- _Task directions_:
Swap "front door" for "entry door" in the rows from the line with "point: wooden front" up to and including the line with "column 537, row 520", and give back only those lines with nothing else changed.

Extracted records
>> Start
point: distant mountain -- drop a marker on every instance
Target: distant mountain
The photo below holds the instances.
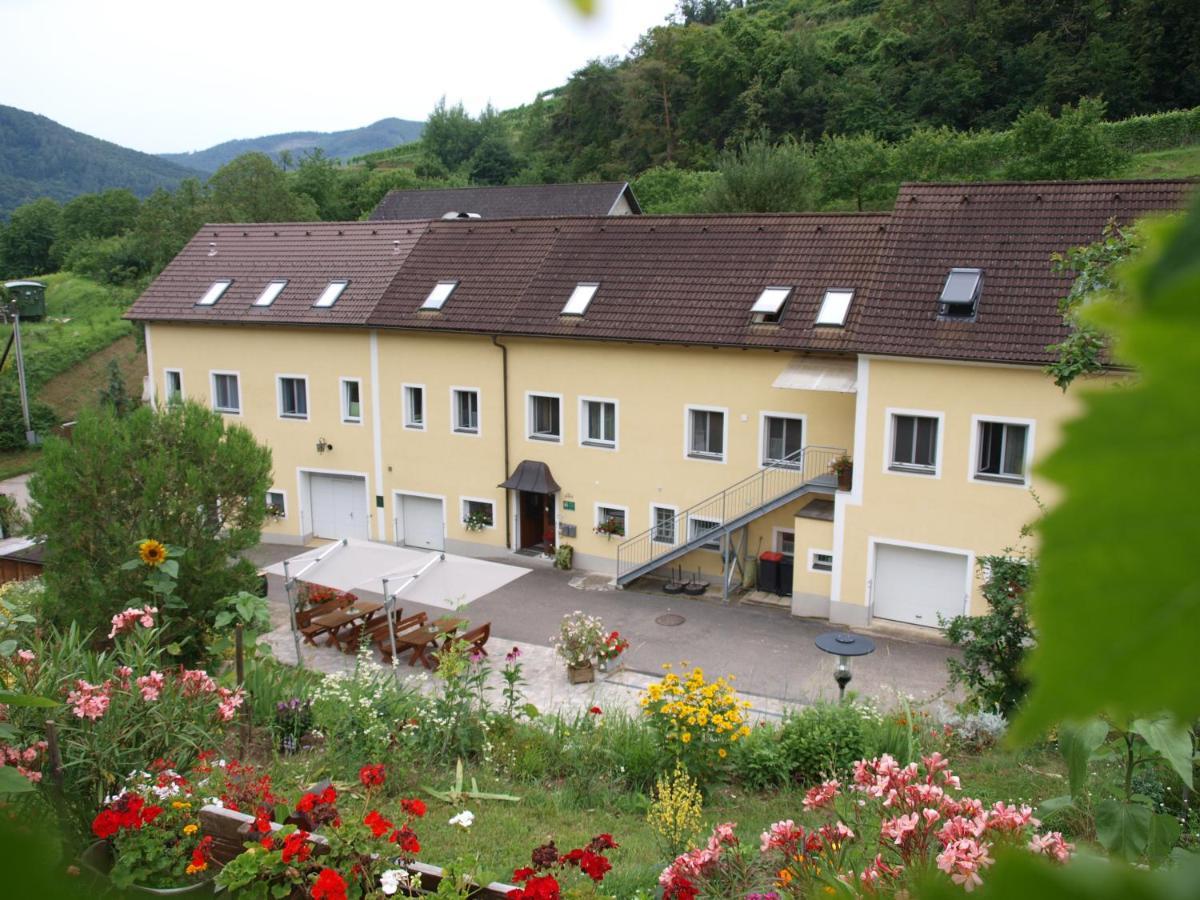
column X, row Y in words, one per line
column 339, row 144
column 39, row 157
>> End
>> Start
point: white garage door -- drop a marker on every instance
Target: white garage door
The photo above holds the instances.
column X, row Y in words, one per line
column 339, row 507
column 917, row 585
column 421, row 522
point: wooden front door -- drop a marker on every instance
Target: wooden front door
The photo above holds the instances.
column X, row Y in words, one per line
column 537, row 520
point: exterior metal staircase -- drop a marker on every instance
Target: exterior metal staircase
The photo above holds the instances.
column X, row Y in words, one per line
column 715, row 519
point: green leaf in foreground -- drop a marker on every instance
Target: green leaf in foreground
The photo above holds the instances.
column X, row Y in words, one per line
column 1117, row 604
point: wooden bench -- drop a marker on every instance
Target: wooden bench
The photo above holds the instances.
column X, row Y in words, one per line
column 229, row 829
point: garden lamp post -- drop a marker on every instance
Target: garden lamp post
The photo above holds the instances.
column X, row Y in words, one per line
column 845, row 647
>> End
- _Finished answer_:
point: wooden entry door -- drop a marker on every instance
Target: wooden entry door
The photo above holds the instances.
column X, row Y in words, one per line
column 537, row 520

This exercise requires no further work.